TESTO FORNITO:
┄┄┄┄┄┄

3.1. In forza di tali presupposti, come sottolineato anche dal Pubblico Ministero, il criterio destinato a dirimere in concreto la questione relativa alla considerabilità degli oneri imposti alla parte beneficiata di un finanziamento, ai fini del superamen to dei limiti previsti per la valutazione dell’eventuale natura usuraria dei corrispettivi richiesti, dev’essere identificato nell’esame del concreto collegamento tra l’imposizione di tali oneri e la concessione del credito, sicché, ogni qualvolta un simile collegamento sia in concreto ravvisabile, gli oneri comunque collegati alla concessione del credito valgono a concorrere alla verifica dell’eventuale superamento complessivo del tasso -soglia rilevante ai fini dell’usura, laddove, in caso contrario (ossia in assenza di tale concreto collegamento), l’imposizione di tali oneri rimane in ogni caso estranea a detta verifica.
3.1.1. Nella specie, la corte territoriale ha specificamente sottolineato come gli oneri convenuti tra le parti in relazione al rapporto negoziale oggetto di lite (variamente denominati commissioni factoring, plus-factoring, superfactoring ), non rilevassero ai fini della determinazione del tasso-soglia ai fini dell’usura, poiché detti oneri erano stati considerati dalle parti quali corrispettivi per lo svolgimento di servizi del tutto estranei al finanziamento concesso. Tali oneri, dunque, in quanto destinati ad assolvere ad una funzione del tutto diversa rispetto a quella degli interessi moratori (aventi lo
scopo di risarcire il danno derivante dal ritardo nell’adempimento dell’obbligazione di pagamento del canone), dovevano ritenersi esclusi dal computo del tasso-soglia, in quanto in nessun modo collegati alla concessione del credito.
3.1.2. In breve, la corte territoriale ha ritenuto, evidentemente sulla base dell’interpretazione dei testi contrattuali sottoposti al proprio esame, come gli oneri accessori imposti dalla concedente alla odierna ricorrente, in quanto non collegati alla concessione del credito, non concorressero alla determinazione degli oneri contrattuali complessivi rilevanti ai fini della verifica dell’eventuale superamento dei limiti dell’usura, da tanto desumendo il mancato travolgimento di tali limiti in considerazione delle restanti previsioni contrattuali.

┄┄┄┄┄┄

RIGHE DI DATI:
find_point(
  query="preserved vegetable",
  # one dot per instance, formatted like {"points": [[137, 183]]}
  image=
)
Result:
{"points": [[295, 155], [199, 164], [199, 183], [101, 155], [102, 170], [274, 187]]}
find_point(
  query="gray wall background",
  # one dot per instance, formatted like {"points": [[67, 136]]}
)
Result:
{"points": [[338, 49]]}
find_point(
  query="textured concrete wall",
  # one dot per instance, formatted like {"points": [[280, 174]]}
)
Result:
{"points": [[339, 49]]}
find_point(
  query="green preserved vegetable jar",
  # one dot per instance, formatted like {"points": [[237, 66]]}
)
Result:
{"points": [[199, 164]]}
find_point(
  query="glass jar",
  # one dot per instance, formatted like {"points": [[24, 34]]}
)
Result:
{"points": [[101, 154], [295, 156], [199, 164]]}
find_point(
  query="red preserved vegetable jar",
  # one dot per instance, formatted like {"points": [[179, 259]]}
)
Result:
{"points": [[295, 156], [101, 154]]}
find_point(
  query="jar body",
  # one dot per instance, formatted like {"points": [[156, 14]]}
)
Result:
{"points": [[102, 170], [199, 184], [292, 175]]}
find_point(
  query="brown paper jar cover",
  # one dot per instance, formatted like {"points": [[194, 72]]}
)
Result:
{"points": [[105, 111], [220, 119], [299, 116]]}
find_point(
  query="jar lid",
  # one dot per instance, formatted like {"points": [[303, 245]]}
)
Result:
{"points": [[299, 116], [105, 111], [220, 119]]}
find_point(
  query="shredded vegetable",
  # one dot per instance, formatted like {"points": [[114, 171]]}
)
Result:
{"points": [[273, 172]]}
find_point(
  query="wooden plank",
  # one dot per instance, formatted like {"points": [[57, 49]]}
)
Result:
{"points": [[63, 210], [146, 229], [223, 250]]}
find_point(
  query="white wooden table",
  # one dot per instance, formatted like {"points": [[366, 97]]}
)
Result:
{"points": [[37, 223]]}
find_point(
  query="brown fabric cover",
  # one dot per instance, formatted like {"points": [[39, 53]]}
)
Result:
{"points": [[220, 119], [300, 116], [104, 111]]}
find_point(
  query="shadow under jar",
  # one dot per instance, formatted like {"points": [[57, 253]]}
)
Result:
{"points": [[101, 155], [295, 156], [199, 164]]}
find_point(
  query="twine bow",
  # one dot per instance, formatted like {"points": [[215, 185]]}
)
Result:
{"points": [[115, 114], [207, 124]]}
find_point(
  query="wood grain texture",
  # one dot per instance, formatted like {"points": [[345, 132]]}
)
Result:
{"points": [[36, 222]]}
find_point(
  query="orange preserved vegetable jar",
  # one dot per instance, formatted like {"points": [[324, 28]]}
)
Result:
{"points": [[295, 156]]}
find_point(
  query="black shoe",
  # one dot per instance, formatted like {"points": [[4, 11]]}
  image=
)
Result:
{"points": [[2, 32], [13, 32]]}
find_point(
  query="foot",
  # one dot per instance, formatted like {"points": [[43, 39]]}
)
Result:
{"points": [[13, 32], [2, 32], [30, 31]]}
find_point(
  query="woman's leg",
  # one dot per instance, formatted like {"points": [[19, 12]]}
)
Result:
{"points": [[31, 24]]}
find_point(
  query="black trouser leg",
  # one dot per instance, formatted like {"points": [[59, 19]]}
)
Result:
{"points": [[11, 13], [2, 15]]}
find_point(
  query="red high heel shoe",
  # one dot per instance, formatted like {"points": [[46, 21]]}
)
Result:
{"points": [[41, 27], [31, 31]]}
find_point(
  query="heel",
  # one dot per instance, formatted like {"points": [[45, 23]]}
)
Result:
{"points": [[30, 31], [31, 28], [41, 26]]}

┄┄┄┄┄┄

OBIETTIVO INDICATO 1:
Per favore, copia dal testo fornito il passo che comincia con "3.1. In forza" e prosegue fino a "a detta verifica.".
OBIETTIVO INDICATO 2:
Nel testo fornito, con quali denominazioni vengono indicati gli oneri convenuti tra le parti in relazione al rapporto negoziale oggetto di lite?

RISPOSTA COMPLETA 1:
3.1. In forza di tali presupposti, come sottolineato anche dal Pubblico Ministero, il criterio destinato a dirimere in concreto la questione relativa alla considerabilità degli oneri imposti alla parte beneficiata di un finanziamento, ai fini del superamen to dei limiti previsti per la valutazione dell’eventuale natura usuraria dei corrispettivi richiesti, dev’essere identificato nell’esame del concreto collegamento tra l’imposizione di tali oneri e la concessione del credito, sicché, ogni qualvolta un simile collegamento sia in concreto ravvisabile, gli oneri comunque collegati alla concessione del credito valgono a concorrere alla verifica dell’eventuale superamento complessivo del tasso -soglia rilevante ai fini dell’usura, laddove, in caso contrario (ossia in assenza di tale concreto collegamento), l’imposizione di tali oneri rimane in ogni caso estranea a detta verifica.

RISPOSTA COMPLETA 2:
Commissioni factoring, plus-factoring e superfactoring.